_SUPPLIED TEXT_:
The runners on the Fenton girls and boys cross country teams admired and respected coach Jesse Anderson before he placed 20th overall at the 2018 Boston Marathon.
But that performance definitely didn’t hurt his credibility.
“Like everyone else on the team, I was shocked and very proud when I heard the news,” Fenton senior Nolan Day said. “It’s so crazy to think that our coach that we see every day took 20th out of 30,000 in one of America’s most prestigious marathon races. We all feel very lucky to have him as a coach as it is, and this just adds to it.”
Anderson, who finished the marathon in 2 hours, 29 minutes and 19 seconds, is in his fourth year as coach at his alma mater. The 2008 graduate was a two-time all-state finisher and four-time MHSAA Finals qualifier for the Tigers. While he didn’t run competitively while attending University of Michigan, he wound up picking the sport back up on his own and competed in road races before making the jump to marathons in 2013.
“The (Fenton) position came open in 2015, and I was encouraged to apply for the spot because I was running a business in town and I had picked up competitive running at the time after college,” Anderson said. “I cared a lot about the program and wanted to have an impact at that level. It has surpassed my expectations.”
In his first three seasons, the Fenton boys have qualified twice for the Division 1 Finals (2015 and 2017), and the girls qualified in 2017. Both teams are projected to finish first in their regions by Athletic.net, although the boys hypothetical Regional meet sees the Tigers tying Highland Milford for first and just one point ahead of Walled Lake Central. On the girls side, junior Alexa Keiser – who earned all-state finishes in both of her first two seasons at Fenton – has a top time this fall that once again would put her on stage at Michigan International Speedway on Nov. 3.

_EXERCISE DESCRIPTION_: Reproduce the article about Fenton cross country coach Jesse Anderson word for word, from its first sentence to its last.

_MATERIAL SHOWN_:

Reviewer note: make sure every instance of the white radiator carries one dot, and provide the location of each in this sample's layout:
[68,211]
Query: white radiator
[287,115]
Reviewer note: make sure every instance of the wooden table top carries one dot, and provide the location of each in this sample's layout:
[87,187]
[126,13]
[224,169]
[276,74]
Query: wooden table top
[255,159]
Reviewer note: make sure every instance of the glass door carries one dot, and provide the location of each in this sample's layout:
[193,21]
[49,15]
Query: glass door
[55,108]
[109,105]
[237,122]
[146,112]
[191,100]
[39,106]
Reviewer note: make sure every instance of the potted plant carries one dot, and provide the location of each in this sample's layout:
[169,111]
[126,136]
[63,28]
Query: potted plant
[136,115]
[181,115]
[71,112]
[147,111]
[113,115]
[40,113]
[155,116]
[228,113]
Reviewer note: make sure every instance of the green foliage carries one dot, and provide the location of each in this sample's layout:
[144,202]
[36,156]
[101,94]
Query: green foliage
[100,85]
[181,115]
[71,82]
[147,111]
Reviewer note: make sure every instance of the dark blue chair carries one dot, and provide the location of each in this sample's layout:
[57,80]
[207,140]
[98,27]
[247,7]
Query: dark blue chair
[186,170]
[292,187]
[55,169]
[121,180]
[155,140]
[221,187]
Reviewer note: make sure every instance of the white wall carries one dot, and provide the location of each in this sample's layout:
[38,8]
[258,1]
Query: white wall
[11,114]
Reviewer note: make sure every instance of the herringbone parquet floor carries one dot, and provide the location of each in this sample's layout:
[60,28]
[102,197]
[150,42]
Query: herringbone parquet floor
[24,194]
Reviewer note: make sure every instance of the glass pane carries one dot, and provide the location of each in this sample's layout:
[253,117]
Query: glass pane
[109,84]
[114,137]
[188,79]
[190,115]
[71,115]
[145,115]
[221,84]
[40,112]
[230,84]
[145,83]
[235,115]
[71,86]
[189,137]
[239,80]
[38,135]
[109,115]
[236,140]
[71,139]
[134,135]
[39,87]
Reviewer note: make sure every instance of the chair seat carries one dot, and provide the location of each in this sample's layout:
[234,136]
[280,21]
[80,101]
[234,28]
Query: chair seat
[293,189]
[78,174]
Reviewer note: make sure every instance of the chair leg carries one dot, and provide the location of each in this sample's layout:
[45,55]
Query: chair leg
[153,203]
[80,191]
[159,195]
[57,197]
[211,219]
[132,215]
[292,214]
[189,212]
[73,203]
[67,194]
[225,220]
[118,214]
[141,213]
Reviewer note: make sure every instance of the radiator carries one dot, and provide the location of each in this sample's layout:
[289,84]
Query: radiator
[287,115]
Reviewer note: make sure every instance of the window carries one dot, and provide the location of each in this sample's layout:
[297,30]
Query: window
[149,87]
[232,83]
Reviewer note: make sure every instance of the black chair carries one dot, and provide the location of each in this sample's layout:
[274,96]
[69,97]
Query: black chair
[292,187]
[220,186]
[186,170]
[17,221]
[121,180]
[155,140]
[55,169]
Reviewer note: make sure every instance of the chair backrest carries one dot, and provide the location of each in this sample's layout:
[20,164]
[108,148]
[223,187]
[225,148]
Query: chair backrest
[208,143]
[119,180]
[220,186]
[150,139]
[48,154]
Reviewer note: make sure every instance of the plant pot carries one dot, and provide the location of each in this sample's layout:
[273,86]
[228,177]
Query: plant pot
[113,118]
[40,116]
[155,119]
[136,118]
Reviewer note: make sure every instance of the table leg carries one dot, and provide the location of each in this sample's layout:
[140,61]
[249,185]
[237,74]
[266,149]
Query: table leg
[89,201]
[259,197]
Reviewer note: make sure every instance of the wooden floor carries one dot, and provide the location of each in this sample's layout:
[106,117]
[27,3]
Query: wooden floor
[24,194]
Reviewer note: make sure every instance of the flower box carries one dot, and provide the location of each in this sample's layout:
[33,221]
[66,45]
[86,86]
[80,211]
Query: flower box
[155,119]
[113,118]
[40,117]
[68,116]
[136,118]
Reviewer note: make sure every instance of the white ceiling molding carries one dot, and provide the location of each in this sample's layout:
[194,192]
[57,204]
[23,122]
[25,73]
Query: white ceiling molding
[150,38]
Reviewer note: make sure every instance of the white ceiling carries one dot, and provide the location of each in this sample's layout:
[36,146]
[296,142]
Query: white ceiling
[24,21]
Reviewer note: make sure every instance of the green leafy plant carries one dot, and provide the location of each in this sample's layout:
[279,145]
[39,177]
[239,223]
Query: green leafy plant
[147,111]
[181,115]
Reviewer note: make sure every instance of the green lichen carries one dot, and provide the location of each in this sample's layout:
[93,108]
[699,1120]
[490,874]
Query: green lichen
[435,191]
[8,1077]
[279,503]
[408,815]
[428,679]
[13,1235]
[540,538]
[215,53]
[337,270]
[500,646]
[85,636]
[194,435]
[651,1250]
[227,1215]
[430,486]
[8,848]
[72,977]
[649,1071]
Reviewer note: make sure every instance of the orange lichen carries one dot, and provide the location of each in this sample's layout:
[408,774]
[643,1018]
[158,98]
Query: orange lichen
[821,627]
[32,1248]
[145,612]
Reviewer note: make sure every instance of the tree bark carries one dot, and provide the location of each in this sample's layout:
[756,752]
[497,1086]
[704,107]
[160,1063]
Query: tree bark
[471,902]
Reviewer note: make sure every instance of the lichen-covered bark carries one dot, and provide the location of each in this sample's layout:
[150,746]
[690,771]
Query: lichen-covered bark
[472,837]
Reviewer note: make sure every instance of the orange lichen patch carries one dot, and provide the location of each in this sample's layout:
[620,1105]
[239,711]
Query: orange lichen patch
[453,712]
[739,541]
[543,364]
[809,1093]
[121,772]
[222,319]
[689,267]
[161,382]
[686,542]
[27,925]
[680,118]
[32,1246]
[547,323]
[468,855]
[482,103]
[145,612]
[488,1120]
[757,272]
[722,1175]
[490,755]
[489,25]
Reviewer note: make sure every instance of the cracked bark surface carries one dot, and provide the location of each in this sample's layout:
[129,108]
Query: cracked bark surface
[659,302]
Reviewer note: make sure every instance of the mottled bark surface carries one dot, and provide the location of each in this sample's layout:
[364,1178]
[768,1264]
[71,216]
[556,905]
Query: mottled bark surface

_EXERCISE OUTPUT_:
The runners on the Fenton girls and boys cross country teams admired and respected coach Jesse Anderson before he placed 20th overall at the 2018 Boston Marathon.
But that performance definitely didn’t hurt his credibility.
“Like everyone else on the team, I was shocked and very proud when I heard the news,” Fenton senior Nolan Day said. “It’s so crazy to think that our coach that we see every day took 20th out of 30,000 in one of America’s most prestigious marathon races. We all feel very lucky to have him as a coach as it is, and this just adds to it.”
Anderson, who finished the marathon in 2 hours, 29 minutes and 19 seconds, is in his fourth year as coach at his alma mater. The 2008 graduate was a two-time all-state finisher and four-time MHSAA Finals qualifier for the Tigers. While he didn’t run competitively while attending University of Michigan, he wound up picking the sport back up on his own and competed in road races before making the jump to marathons in 2013.
“The (Fenton) position came open in 2015, and I was encouraged to apply for the spot because I was running a business in town and I had picked up competitive running at the time after college,” Anderson said. “I cared a lot about the program and wanted to have an impact at that level. It has surpassed my expectations.”
In his first three seasons, the Fenton boys have qualified twice for the Division 1 Finals (2015 and 2017), and the girls qualified in 2017. Both teams are projected to finish first in their regions by Athletic.net, although the boys hypothetical Regional meet sees the Tigers tying Highland Milford for first and just one point ahead of Walled Lake Central. On the girls side, junior Alexa Keiser – who earned all-state finishes in both of her first two seasons at Fenton – has a top time this fall that once again would put her on stage at Michigan International Speedway on Nov. 3.